#### REQUIREMENT 1:
Answer these questions about the forum thread on cleaning lily pipes:
(a) What strength of bleach solution did Tom try?
(b) After rinsing the sealed end, what does GreenNeedle sit it in, and for how long?
(c) How often does Dan Crawford do his cleaning?
#### REQUIREMENT 2:
Write out the forum thread again, starting with "I had that set" and going on through "spell in water.", and substitute "citric acid" for "vinegar".

#### SELECTION:

________________________

# Cleaning Cal Aqua Nano Lily Pipes?



## Tom (13 Sep 2008)

I've just tried cleaning my set, but even 50% bleach solution hasn't cleared the algae. I can't find a flexible/small enough pipe cleaner either. Also, one end of the intake is more or less sealed. Might be trying Milton Fluid next...

Anyone else got a set the know how to clean well?

Tom


----------



## GreenNeedle (13 Sep 2008)

There is an eheim brush that is on a flexible nylon cord which you can pull through.

With regard the sealed end, I use 100% bleach solution and then leave the sealed end sitting in it for half an hour, then rinse thoroughly and sit it in some dechlor for half an hour.  Another rinse and then into the tank.

AC


----------



## Mark Evans (13 Sep 2008)

hydrogen peroxide dude will rid anything of anything!    THE green machine sell it.

works a treat on my kit. like supercoley1 mention a nylon brush will help.


----------



## Garuf (13 Sep 2008)

I had that set and I used the marina brush without issue to clean them. Bleach I found didn't clear algae anywhere near as well as vinegar did. Well worth a try.


----------



## The Green Machine (14 Sep 2008)

Saintly is right peeps H2O2 or Hydrogen Peroxide will clean as clean as driven snow and any residue simply turns to harmless oxygen after a short spell in water.
Compared to H2O2 everything else is just bleach.
We will add it to our website this week and it is Â£12.00 per litre which, as it is used diluted, lasts a long time.


----------



## Voo (16 Sep 2008)

Just wondering, what do you use as an inlet / outlet whilst cleaning them?
i'm assuming you need to leave them to soak in the bleach / H2O2.

If i fitted the reqular plastic inlet/outlet it would loosen the pipe that fits over them.


----------



## The Green Machine (16 Sep 2008)

That is where having some spare kit comes in handy, a pain we know, but extremely usefull.


----------



## Dan Crawford (16 Sep 2008)

I have the same set as you and the Marina brushes work a treat with just water. With the large set with the "bubble" on the inlet, the eheim cleaner that was suggested doesn't work, i bought it thinking that it would work a treat but nope! What i di is clean it normally with water and the Marina brushes, then soak the "bubble" in a cup of 100% bleach. Always works well for me anyway. (i do it about twice a month)


----------

________________________

#### STORED DATA:
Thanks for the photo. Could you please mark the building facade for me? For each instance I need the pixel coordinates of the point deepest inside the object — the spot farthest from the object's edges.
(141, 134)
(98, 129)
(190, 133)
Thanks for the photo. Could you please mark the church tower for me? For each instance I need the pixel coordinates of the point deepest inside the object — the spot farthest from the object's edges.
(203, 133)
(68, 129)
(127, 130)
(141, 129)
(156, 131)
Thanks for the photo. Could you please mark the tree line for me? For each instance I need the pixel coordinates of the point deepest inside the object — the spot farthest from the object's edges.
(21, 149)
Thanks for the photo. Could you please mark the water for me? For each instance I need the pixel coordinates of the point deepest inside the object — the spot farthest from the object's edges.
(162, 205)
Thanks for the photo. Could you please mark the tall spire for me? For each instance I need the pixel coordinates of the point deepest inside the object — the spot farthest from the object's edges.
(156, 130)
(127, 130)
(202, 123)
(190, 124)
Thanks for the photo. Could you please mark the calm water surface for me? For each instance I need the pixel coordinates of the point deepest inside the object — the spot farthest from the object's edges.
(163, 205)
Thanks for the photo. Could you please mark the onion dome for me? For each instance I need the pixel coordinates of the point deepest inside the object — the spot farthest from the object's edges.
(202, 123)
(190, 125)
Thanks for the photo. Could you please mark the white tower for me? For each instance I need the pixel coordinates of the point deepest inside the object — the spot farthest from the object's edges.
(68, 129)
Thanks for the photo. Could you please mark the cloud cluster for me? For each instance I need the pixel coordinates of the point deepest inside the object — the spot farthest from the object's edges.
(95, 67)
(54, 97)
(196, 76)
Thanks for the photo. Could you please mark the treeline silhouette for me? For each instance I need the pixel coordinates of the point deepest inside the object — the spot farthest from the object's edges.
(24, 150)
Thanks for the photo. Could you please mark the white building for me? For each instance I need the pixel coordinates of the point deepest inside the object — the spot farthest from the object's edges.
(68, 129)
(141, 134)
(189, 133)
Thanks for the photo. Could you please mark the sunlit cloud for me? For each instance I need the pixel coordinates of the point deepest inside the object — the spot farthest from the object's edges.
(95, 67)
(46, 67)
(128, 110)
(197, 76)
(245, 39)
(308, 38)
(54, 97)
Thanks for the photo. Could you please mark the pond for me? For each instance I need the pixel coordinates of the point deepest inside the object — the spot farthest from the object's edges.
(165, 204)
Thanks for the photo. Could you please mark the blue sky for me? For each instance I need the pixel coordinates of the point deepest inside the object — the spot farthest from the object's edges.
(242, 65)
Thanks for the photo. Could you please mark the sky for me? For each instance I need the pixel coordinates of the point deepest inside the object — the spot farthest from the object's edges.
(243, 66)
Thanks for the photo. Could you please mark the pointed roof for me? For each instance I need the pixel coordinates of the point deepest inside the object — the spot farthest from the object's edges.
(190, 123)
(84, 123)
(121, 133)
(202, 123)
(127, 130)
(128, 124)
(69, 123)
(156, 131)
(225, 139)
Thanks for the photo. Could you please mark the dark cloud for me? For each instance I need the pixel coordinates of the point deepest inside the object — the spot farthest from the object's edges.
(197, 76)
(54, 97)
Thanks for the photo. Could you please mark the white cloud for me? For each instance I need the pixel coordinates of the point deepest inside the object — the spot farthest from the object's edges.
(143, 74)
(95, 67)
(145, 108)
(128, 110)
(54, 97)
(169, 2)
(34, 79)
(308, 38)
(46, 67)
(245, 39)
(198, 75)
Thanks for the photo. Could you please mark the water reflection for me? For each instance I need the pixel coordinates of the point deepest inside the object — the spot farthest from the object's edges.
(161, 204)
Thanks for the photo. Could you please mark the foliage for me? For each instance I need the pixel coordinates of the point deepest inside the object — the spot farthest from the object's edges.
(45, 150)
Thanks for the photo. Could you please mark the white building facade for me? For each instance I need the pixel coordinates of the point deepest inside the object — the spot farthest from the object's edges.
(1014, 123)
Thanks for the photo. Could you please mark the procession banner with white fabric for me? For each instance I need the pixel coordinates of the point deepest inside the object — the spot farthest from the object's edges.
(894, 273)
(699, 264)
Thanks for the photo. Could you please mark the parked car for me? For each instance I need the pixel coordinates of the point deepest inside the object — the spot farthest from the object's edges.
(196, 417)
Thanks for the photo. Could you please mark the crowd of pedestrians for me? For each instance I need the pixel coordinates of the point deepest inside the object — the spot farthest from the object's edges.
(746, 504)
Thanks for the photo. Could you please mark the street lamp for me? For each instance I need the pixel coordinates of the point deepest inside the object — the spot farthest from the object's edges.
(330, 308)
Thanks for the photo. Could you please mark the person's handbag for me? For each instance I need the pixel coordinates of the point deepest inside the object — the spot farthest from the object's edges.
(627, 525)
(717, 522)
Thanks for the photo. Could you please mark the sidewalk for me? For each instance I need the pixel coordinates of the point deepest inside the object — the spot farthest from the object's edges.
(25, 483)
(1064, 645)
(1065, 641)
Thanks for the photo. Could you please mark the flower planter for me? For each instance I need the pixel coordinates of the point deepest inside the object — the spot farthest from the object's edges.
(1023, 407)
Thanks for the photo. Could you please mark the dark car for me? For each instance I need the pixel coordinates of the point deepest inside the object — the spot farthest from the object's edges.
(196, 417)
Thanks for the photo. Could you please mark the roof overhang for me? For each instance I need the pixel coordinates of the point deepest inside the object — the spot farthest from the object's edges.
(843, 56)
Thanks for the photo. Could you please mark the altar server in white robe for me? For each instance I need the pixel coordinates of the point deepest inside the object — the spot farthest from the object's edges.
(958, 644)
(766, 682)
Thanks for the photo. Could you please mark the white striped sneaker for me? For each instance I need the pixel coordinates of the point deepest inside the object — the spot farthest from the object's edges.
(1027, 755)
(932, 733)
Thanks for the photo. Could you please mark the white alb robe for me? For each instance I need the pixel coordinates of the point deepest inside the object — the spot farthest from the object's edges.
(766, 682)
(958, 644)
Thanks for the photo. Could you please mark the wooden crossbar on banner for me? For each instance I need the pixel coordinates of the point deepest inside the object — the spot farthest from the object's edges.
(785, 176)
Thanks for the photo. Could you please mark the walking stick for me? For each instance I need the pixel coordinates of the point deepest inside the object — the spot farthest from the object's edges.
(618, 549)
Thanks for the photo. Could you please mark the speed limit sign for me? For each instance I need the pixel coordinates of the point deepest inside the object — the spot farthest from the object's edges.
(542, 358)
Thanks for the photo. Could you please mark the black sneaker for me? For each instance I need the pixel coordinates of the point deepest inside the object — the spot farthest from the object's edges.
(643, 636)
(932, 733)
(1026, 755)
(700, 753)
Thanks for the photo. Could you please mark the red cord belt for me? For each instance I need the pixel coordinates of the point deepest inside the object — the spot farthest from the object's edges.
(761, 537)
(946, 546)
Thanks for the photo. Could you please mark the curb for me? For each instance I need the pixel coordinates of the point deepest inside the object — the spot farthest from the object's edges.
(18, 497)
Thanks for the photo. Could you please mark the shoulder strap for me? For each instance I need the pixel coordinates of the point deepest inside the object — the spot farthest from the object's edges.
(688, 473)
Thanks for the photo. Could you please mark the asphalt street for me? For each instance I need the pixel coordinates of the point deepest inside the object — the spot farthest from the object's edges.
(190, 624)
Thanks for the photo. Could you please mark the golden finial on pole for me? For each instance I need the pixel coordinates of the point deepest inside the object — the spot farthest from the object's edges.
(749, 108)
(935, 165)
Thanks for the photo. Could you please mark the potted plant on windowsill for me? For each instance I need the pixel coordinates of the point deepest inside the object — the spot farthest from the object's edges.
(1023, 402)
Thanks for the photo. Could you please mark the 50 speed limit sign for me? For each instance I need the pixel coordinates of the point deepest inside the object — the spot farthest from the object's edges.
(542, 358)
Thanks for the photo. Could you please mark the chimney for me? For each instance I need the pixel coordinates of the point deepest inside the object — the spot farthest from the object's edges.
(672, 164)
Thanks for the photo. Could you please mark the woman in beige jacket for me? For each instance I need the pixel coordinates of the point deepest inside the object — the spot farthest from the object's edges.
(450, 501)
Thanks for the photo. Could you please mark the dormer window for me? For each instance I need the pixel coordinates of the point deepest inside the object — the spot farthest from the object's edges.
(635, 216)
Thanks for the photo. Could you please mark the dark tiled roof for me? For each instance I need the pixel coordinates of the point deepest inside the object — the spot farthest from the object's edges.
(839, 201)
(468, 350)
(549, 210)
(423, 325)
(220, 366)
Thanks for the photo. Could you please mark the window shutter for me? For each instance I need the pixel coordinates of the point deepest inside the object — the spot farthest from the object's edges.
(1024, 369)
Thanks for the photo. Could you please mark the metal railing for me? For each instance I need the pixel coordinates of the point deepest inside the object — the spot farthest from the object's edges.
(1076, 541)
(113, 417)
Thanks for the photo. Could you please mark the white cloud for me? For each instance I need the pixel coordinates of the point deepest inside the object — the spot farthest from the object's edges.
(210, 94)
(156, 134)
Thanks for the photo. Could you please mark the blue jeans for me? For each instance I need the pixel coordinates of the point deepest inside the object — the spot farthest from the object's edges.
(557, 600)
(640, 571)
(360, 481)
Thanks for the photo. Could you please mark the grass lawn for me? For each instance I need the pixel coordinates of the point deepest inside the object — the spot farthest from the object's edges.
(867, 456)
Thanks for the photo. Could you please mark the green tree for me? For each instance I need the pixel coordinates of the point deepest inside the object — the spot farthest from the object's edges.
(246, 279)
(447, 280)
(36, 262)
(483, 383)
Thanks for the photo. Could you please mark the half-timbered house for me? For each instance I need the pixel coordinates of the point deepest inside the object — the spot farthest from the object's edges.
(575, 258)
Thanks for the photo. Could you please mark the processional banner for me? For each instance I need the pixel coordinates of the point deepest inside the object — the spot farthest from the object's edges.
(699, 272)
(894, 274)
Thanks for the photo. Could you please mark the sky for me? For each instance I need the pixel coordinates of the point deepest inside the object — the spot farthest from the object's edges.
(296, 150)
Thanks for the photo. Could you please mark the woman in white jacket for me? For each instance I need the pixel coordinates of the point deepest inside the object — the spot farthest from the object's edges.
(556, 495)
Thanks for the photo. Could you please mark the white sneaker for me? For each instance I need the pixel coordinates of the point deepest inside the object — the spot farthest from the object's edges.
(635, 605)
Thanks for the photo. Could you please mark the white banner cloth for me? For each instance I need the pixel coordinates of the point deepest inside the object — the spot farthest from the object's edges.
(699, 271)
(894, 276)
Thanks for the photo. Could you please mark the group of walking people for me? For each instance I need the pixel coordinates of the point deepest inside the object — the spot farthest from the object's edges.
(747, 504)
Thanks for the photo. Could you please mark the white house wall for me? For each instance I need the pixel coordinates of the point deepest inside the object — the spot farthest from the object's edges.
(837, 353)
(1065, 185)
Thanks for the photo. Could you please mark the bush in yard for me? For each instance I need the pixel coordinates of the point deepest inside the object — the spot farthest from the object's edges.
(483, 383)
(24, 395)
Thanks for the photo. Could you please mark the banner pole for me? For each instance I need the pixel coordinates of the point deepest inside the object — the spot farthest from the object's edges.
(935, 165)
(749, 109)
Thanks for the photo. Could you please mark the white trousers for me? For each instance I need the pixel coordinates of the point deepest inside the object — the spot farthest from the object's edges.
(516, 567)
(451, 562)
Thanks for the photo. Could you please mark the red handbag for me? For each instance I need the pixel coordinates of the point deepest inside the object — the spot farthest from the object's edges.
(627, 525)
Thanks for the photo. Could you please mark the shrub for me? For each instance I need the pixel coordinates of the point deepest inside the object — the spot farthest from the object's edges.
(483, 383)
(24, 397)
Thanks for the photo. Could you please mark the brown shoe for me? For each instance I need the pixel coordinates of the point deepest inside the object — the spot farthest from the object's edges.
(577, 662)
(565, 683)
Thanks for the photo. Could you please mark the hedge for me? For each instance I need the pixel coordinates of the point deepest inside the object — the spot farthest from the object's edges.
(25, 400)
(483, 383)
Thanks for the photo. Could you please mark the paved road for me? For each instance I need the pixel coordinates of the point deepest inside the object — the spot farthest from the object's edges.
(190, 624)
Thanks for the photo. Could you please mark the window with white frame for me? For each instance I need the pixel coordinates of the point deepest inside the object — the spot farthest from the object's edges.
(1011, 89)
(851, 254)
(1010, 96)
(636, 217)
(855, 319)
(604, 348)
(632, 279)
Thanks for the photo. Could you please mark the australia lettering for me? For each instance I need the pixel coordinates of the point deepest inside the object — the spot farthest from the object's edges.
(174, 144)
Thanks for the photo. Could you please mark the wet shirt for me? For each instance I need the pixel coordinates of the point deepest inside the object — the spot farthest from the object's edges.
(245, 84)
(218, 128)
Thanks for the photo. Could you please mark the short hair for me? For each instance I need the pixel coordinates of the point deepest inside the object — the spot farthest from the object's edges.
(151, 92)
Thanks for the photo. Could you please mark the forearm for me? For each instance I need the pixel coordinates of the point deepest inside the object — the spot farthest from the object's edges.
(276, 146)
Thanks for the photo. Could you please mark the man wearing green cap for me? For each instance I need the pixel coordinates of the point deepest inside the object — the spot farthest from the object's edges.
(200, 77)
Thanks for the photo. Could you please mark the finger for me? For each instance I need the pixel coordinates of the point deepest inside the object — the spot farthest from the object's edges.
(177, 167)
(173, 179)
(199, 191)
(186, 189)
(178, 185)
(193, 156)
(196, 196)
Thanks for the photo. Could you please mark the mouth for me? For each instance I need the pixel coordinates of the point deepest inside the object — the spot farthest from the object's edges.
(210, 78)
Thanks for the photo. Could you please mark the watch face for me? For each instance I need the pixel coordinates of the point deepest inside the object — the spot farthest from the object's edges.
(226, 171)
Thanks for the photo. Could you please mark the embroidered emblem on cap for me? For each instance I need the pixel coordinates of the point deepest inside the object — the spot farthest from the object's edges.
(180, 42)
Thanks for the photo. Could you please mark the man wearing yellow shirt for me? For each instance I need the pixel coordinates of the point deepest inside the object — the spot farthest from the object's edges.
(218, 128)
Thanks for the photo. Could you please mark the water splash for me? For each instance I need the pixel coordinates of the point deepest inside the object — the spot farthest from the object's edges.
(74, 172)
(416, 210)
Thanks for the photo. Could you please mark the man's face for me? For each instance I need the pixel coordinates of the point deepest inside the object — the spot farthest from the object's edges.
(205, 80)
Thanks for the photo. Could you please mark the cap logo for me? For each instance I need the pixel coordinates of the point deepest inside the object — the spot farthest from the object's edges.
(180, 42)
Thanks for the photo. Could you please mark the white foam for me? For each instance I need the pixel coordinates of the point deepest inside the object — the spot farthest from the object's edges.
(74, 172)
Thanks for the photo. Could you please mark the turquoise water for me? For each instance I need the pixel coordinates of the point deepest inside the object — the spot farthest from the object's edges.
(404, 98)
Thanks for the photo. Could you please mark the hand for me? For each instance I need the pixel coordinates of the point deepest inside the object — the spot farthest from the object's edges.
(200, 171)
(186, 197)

________________________

#### COMPLETE RESPONSE 1:
(a) A 50% bleach solution.
(b) Dechlor, for half an hour.
(c) About twice a month.

#### COMPLETE RESPONSE 2:
I had that set and I used the marina brush without issue to clean them. Bleach I found didn't clear algae anywhere near as well as citric acid did. Well worth a try.


----------



## The Green Machine (14 Sep 2008)

Saintly is right peeps H2O2 or Hydrogen Peroxide will clean as clean as driven snow and any residue simply turns to harmless oxygen after a short spell in water.